**What is being asked:** Give the number of lines in the data that contain "ceiling", and nothing more.

[[ Exercise data, beginning ]]

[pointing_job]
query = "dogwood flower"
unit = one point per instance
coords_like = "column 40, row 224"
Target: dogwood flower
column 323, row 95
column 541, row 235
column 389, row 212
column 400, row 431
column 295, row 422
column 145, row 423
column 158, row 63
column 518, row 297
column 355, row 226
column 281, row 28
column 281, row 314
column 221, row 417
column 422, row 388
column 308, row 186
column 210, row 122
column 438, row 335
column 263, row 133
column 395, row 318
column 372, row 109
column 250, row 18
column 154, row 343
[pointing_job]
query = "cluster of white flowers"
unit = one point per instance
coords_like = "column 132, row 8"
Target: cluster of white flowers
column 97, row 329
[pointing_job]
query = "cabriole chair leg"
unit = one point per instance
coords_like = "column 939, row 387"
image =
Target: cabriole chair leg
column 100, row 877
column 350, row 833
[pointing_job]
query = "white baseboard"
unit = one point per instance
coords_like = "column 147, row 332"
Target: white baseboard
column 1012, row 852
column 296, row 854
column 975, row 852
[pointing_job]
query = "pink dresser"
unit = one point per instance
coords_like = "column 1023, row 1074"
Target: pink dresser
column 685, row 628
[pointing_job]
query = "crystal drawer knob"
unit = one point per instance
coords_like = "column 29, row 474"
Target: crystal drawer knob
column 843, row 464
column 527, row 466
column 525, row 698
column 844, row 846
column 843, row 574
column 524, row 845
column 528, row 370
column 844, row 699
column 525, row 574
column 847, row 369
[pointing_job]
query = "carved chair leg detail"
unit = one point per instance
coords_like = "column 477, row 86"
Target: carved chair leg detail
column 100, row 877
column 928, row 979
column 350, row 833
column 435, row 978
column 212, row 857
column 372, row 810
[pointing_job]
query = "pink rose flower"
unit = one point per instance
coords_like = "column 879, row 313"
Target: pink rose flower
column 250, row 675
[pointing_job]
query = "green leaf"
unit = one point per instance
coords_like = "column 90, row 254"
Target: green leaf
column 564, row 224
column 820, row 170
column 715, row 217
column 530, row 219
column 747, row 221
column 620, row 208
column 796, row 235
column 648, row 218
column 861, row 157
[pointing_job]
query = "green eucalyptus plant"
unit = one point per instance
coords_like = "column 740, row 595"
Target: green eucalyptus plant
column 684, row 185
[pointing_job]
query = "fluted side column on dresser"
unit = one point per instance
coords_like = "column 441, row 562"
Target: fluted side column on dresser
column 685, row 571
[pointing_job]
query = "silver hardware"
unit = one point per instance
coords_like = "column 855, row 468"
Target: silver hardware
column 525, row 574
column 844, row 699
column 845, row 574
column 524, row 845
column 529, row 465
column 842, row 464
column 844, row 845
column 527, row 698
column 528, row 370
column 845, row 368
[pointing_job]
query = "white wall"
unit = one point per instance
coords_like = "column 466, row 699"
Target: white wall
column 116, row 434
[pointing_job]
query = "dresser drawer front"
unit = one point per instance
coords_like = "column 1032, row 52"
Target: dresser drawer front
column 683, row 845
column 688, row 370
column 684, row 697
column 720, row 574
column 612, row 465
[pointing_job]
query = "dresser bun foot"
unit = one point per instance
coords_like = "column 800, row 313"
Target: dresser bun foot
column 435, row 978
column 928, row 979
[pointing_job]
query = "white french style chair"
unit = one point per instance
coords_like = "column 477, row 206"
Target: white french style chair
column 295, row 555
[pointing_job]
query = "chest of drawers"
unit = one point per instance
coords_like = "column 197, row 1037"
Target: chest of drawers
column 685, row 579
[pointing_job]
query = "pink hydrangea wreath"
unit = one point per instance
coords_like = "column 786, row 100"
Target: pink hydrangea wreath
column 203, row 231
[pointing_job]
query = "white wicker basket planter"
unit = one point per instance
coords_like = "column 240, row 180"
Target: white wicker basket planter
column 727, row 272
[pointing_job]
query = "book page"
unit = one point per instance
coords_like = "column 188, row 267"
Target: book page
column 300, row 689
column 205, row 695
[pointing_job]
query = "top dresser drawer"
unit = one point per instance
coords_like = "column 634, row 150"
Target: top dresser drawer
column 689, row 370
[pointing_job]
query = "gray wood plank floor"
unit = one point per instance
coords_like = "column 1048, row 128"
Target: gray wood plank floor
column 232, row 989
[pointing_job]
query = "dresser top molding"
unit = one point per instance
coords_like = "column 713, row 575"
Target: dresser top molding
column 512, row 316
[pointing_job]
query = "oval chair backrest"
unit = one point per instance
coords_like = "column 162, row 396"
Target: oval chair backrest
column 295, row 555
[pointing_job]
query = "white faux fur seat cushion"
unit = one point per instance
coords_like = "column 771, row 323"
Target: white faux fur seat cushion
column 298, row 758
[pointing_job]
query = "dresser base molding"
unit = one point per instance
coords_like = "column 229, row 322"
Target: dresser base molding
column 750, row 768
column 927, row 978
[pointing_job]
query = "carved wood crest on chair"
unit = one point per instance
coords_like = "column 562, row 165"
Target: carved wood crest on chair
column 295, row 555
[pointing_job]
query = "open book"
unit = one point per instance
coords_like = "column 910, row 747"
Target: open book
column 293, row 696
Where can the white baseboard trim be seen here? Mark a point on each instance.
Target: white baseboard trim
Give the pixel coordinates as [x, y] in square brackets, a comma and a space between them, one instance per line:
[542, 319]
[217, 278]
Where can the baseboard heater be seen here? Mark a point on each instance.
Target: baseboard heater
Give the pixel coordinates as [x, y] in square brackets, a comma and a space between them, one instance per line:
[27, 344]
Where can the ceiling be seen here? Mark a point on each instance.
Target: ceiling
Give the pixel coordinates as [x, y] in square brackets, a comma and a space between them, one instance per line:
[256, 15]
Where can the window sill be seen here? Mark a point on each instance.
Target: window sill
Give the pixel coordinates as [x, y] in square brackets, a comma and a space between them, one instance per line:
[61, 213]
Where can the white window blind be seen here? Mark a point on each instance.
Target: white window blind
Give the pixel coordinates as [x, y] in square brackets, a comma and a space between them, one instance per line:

[[ Exercise data, end ]]

**Answer to this exercise:** 2